• **PROBLEM DETAILS**
Your answer should give again, exactly, the lines from the beginning of the entries below through the line containing "[[280, 632], [513, 298], [913, 315], [1069, 345]]". It must contain no pictures.

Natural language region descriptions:
• • • • •

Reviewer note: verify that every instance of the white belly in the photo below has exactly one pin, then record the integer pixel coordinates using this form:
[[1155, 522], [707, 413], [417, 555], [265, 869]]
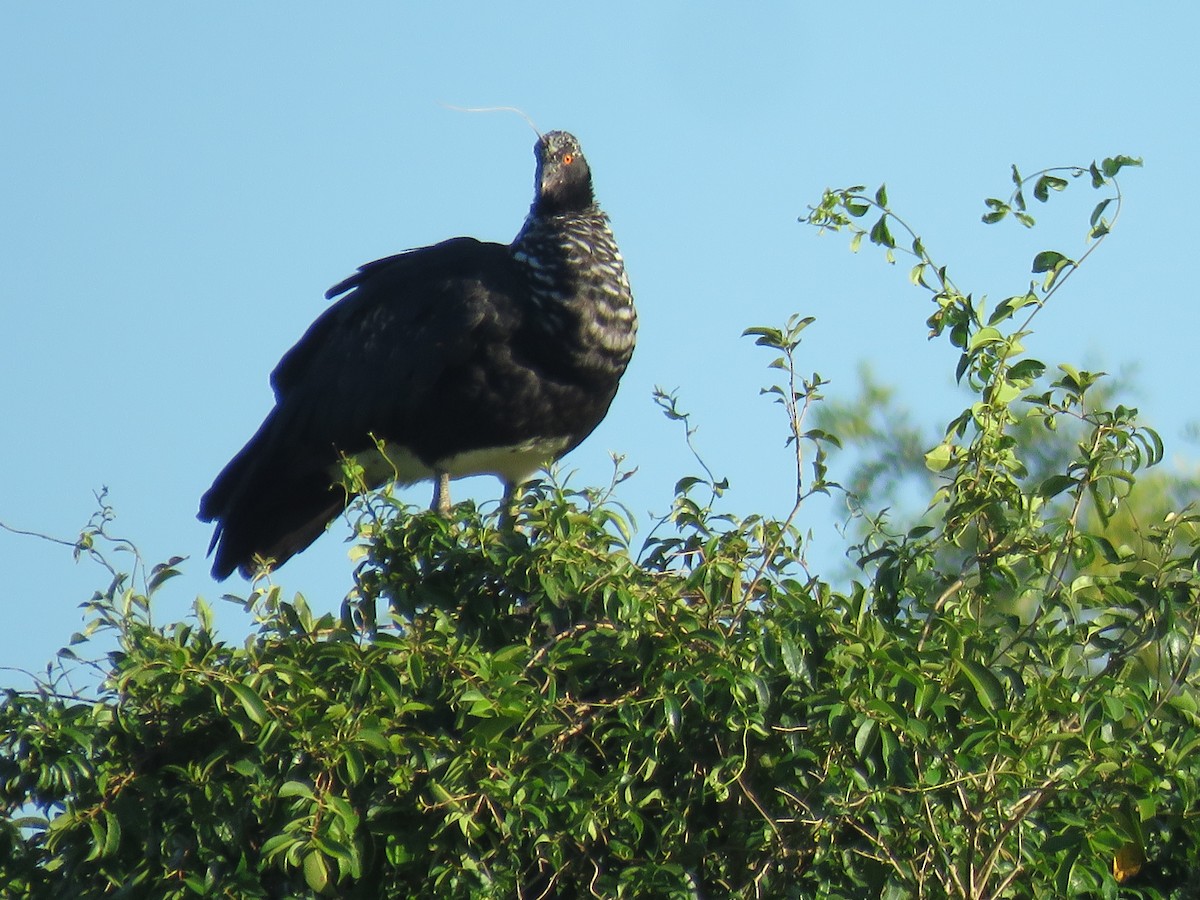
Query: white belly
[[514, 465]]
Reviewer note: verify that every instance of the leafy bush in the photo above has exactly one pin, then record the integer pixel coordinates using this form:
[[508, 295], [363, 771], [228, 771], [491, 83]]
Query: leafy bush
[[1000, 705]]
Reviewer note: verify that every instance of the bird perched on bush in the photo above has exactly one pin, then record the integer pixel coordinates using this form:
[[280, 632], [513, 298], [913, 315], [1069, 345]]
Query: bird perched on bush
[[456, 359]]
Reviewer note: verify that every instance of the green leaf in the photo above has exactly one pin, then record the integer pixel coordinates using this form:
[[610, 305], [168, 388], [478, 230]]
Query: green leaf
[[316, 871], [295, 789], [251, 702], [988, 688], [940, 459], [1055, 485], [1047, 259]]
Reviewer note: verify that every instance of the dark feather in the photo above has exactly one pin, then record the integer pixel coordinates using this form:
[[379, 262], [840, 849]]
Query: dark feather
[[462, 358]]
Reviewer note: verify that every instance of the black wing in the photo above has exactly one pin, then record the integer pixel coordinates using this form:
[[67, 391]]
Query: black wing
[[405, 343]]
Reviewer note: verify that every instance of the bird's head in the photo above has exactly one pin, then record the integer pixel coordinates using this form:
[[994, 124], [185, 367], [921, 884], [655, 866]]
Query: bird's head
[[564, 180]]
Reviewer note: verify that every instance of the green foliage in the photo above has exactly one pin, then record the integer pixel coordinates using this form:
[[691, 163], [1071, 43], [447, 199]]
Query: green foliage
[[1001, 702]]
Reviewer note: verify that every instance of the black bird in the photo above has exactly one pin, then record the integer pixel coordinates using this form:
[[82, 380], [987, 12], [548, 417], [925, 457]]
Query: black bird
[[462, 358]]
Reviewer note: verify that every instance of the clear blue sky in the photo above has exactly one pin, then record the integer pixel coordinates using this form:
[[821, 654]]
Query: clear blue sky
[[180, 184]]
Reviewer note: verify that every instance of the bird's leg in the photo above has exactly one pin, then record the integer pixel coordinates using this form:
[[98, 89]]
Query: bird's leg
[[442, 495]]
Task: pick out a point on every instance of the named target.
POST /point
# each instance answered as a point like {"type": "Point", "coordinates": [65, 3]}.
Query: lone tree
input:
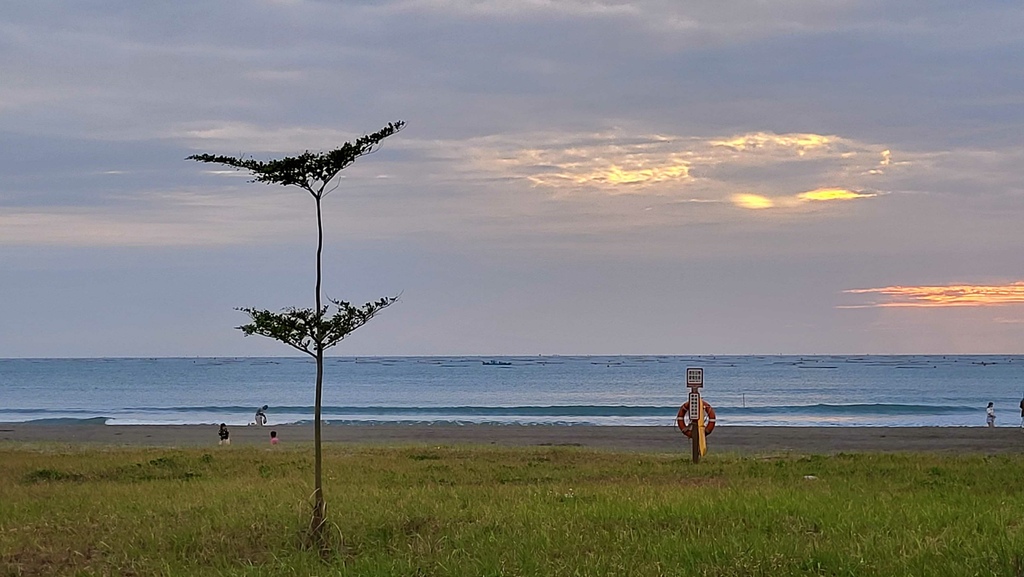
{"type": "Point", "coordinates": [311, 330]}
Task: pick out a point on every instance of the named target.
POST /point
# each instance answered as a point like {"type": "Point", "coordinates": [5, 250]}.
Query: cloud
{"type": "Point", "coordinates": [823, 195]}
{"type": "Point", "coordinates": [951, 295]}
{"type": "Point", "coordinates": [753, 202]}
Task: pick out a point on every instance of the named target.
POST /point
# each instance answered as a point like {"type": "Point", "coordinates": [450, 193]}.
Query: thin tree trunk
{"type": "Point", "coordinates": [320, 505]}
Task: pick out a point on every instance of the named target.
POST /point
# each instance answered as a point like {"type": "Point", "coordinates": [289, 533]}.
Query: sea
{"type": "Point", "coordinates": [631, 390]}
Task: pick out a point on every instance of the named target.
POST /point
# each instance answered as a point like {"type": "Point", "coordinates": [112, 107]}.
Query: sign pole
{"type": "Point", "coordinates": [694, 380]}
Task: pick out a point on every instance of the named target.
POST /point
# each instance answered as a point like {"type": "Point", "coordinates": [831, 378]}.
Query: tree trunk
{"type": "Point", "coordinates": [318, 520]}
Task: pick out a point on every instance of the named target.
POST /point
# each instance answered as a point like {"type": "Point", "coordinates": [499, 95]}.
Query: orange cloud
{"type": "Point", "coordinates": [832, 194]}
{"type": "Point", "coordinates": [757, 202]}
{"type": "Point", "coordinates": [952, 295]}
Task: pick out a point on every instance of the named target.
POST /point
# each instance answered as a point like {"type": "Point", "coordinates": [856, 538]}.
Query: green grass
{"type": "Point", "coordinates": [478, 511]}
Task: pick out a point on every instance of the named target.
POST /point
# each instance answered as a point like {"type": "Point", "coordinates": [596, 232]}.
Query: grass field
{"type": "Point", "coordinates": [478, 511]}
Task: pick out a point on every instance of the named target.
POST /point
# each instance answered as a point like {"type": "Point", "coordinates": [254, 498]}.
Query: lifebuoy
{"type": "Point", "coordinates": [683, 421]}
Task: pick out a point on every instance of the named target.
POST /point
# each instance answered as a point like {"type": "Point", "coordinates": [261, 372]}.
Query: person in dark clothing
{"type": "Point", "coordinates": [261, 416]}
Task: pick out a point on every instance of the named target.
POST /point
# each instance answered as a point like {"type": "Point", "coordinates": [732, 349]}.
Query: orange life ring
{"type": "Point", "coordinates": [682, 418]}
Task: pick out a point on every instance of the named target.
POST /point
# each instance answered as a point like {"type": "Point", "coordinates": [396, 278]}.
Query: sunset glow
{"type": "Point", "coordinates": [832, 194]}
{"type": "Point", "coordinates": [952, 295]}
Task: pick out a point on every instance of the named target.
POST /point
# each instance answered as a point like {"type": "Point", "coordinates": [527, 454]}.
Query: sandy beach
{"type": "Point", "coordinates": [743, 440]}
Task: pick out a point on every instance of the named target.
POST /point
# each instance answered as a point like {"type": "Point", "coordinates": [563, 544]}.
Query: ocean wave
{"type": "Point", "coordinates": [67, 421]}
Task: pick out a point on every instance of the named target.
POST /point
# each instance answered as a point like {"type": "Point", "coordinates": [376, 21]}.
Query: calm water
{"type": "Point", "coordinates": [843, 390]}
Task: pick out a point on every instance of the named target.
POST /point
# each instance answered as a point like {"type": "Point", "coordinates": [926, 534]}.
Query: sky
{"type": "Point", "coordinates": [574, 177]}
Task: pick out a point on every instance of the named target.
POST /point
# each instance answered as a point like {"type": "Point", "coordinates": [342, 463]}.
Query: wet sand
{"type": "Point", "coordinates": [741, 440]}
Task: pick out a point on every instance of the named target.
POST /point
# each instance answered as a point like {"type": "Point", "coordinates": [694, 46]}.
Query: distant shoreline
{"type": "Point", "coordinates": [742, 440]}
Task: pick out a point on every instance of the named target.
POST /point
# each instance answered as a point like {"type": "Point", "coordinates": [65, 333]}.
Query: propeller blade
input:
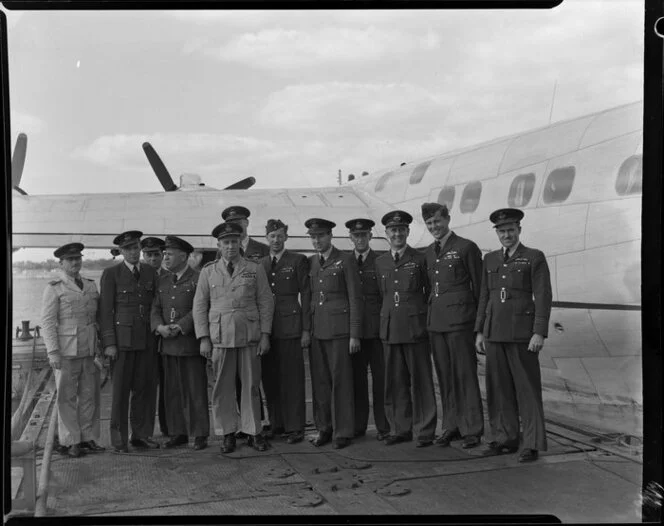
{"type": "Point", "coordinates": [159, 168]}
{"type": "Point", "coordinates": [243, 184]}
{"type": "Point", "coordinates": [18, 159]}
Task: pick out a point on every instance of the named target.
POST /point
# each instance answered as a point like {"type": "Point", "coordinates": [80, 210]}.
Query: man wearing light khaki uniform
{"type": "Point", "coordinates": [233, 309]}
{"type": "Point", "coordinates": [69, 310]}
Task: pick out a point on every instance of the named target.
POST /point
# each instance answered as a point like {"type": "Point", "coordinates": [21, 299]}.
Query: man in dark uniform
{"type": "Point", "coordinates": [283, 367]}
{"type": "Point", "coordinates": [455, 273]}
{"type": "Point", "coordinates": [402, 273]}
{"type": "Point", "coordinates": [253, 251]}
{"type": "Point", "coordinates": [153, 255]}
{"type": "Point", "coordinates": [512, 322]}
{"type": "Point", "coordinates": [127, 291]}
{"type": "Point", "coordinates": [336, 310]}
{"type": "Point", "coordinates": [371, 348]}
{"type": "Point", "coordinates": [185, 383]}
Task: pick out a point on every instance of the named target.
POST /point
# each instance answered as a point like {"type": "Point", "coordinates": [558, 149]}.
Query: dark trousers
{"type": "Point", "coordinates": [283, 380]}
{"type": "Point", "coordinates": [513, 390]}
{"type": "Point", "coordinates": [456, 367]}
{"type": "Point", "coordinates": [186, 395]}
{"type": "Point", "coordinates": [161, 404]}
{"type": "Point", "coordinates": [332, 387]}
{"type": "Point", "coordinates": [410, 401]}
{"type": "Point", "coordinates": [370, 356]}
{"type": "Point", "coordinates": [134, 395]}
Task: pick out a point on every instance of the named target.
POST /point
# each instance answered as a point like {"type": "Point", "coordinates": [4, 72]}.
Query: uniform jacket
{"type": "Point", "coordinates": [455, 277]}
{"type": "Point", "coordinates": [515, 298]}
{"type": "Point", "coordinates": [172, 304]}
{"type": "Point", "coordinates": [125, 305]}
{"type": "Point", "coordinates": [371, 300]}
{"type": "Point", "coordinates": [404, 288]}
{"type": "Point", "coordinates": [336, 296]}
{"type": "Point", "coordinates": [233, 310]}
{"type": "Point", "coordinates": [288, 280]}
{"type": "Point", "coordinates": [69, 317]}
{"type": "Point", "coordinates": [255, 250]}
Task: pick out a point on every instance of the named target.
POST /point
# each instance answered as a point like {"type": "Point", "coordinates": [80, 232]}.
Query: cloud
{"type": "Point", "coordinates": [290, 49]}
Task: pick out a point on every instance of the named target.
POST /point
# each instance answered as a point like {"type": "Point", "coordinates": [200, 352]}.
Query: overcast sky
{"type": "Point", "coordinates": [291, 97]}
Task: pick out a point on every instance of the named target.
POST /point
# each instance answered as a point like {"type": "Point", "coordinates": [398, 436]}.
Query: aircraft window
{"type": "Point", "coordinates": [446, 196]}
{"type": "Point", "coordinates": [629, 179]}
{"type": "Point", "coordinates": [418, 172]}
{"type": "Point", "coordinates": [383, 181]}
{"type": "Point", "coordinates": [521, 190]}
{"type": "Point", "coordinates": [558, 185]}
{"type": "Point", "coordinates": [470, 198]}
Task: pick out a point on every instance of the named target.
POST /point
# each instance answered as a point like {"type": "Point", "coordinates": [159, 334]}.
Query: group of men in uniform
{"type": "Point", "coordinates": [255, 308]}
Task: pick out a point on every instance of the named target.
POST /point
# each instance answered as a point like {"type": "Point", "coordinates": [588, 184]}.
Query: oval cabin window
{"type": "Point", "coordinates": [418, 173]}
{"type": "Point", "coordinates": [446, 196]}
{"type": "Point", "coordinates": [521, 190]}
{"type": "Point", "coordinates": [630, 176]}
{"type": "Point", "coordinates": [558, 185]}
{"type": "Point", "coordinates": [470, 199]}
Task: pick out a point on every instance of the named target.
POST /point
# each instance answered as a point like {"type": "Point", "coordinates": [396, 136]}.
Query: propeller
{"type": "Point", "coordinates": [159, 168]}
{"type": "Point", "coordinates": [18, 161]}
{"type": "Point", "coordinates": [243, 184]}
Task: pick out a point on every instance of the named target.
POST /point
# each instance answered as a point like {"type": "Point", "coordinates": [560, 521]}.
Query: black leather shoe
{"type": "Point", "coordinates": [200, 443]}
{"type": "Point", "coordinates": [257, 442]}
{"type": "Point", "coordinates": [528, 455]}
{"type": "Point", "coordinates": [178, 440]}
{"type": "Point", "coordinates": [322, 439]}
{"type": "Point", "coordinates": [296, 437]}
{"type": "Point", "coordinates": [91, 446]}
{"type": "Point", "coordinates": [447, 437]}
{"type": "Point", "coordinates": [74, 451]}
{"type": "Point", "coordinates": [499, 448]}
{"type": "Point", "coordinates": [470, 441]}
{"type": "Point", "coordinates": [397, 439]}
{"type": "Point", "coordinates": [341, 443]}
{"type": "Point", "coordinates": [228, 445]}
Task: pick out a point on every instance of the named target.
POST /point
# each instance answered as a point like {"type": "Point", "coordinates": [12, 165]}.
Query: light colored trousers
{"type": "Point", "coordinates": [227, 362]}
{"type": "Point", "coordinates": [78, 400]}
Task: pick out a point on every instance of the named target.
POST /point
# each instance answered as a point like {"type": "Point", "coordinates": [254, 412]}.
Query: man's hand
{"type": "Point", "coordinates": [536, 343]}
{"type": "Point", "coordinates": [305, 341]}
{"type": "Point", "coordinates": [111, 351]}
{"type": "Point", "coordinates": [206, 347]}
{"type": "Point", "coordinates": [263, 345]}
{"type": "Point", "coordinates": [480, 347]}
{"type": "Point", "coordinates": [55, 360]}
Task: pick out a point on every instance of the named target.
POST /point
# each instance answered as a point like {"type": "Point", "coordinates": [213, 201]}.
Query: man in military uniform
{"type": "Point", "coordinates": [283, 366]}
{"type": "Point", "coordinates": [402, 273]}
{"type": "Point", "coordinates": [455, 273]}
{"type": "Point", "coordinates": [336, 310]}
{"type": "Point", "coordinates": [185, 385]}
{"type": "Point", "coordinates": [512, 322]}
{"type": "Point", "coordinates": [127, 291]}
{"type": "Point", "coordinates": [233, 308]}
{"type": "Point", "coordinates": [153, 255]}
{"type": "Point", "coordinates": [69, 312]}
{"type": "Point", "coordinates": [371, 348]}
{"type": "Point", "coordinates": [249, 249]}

• • • • •

• **THE ANSWER**
Reviewer note: verify that every instance of the white belly in the photo below has exactly one pin, then record the integer pixel coordinates using this form:
[[1155, 522], [707, 413], [417, 555], [265, 869]]
Query: white belly
[[514, 465]]
Reviewer note: verify that every instance of the leafy bush in the photo above has exactly one pin, then record the integer pixel coordinates using this form:
[[508, 295], [363, 771], [228, 771], [491, 83]]
Query: leafy bush
[[1000, 705]]
Reviewer note: verify that every instance of the bird perched on bush in the photo above has exactly one pin, then record the integer pixel coordinates using this form:
[[280, 632], [513, 298], [913, 315], [1069, 345]]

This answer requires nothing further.